*Goal*. Repeat each line of the material exactly.

[Stored data]
--*--

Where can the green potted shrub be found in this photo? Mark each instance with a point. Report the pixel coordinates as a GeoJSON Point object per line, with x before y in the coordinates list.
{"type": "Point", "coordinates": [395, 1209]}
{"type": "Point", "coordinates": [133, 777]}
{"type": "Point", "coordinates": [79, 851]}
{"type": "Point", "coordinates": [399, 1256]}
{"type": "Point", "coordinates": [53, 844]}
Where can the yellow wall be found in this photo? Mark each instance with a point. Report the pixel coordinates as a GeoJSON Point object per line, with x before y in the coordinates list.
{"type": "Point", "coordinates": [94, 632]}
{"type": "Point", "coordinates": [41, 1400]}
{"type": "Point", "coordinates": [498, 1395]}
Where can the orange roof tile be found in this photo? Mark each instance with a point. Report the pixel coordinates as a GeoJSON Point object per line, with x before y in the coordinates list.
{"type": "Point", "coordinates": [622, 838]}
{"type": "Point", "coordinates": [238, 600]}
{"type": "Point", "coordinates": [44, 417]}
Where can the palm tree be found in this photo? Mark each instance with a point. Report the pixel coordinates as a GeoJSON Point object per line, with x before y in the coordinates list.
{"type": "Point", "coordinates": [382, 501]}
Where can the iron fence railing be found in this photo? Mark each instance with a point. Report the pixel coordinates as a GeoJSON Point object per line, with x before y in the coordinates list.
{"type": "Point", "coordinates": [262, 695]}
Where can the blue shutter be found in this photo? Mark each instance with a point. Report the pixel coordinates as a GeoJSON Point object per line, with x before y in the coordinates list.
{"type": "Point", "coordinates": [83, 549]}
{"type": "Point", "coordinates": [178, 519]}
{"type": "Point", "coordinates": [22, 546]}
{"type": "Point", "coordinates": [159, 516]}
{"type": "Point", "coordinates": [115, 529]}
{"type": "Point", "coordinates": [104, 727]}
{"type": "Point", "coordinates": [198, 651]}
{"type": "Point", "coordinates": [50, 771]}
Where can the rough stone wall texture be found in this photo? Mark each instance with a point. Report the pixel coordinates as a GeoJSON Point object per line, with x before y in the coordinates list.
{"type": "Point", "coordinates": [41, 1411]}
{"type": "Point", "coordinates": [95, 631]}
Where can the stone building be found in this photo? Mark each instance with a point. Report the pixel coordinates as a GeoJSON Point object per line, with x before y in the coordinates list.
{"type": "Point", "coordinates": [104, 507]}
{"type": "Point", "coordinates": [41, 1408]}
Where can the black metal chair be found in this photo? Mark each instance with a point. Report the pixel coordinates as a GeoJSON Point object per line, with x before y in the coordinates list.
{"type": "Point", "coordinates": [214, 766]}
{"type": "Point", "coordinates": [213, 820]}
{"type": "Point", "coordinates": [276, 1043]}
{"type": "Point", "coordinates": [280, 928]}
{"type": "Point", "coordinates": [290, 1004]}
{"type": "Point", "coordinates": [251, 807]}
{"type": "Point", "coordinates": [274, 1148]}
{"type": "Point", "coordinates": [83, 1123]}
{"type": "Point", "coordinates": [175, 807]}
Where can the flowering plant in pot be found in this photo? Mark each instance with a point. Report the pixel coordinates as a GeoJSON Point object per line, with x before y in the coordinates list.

--*--

*Exercise output*.
Where can the green potted shrub be found in this photo? Mark each instance with a point. Report the pixel coordinates as a GeoJSON Point object per line, with x before y in the coordinates list.
{"type": "Point", "coordinates": [395, 1209]}
{"type": "Point", "coordinates": [133, 777]}
{"type": "Point", "coordinates": [79, 851]}
{"type": "Point", "coordinates": [399, 1256]}
{"type": "Point", "coordinates": [53, 844]}
Where can the yellow wall be found in this photo? Mark each instance with a point. Report the pixel coordinates as a GeoJSON Point object per line, with x before y in the coordinates list.
{"type": "Point", "coordinates": [94, 632]}
{"type": "Point", "coordinates": [41, 1400]}
{"type": "Point", "coordinates": [498, 1395]}
Where can the orange roof tile be found in this photo? Mark each instance with a point. Report the pixel coordinates as a GeoJSON Point object per line, with x before y in the coordinates list.
{"type": "Point", "coordinates": [622, 838]}
{"type": "Point", "coordinates": [238, 600]}
{"type": "Point", "coordinates": [44, 417]}
Where can the palm tree be found in this photo? Mark each instance with a point. Report the pixel coordinates as a GeoJSON Point object per line, with x before y in the coordinates list.
{"type": "Point", "coordinates": [382, 501]}
Where can the iron fence railing be found in this photo? Mark each instance with a point. Report the pixel coordinates as a GeoJSON Point object per line, with x before y in the coordinates list.
{"type": "Point", "coordinates": [262, 695]}
Where can the blue shutter be found in this photo? Mark each instance with a point. Report the pixel coordinates as a GeoJSON Point object per line, with x before y in the coordinates list.
{"type": "Point", "coordinates": [83, 549]}
{"type": "Point", "coordinates": [178, 519]}
{"type": "Point", "coordinates": [22, 546]}
{"type": "Point", "coordinates": [159, 516]}
{"type": "Point", "coordinates": [115, 529]}
{"type": "Point", "coordinates": [104, 727]}
{"type": "Point", "coordinates": [198, 651]}
{"type": "Point", "coordinates": [50, 771]}
Where can the rough stone wall texture be found in this photo? Mark each instance with a point. Report the pixel coordinates as a GeoJSON Point object per line, with x before y in the coordinates list.
{"type": "Point", "coordinates": [41, 1411]}
{"type": "Point", "coordinates": [95, 631]}
Where can the stone building be found in this photo? Mark each instance with a point. Report the pixel coordinates as a GeoJSON Point object per line, with x before y in the coordinates list.
{"type": "Point", "coordinates": [104, 507]}
{"type": "Point", "coordinates": [41, 1408]}
Where can the black metal chair be found in this photo? Mark each instance with a point. Report the pixel coordinates as a GeoJSON Point object per line, with x before y in the coordinates list.
{"type": "Point", "coordinates": [214, 766]}
{"type": "Point", "coordinates": [213, 820]}
{"type": "Point", "coordinates": [276, 1043]}
{"type": "Point", "coordinates": [280, 928]}
{"type": "Point", "coordinates": [290, 1004]}
{"type": "Point", "coordinates": [251, 807]}
{"type": "Point", "coordinates": [274, 1148]}
{"type": "Point", "coordinates": [83, 1123]}
{"type": "Point", "coordinates": [175, 807]}
Where can the flowering plant in pot be found in this photo? Mark each instance with a point. Report the pixel coordinates as a GeoJSON Point object per line, with x before y in the coordinates list.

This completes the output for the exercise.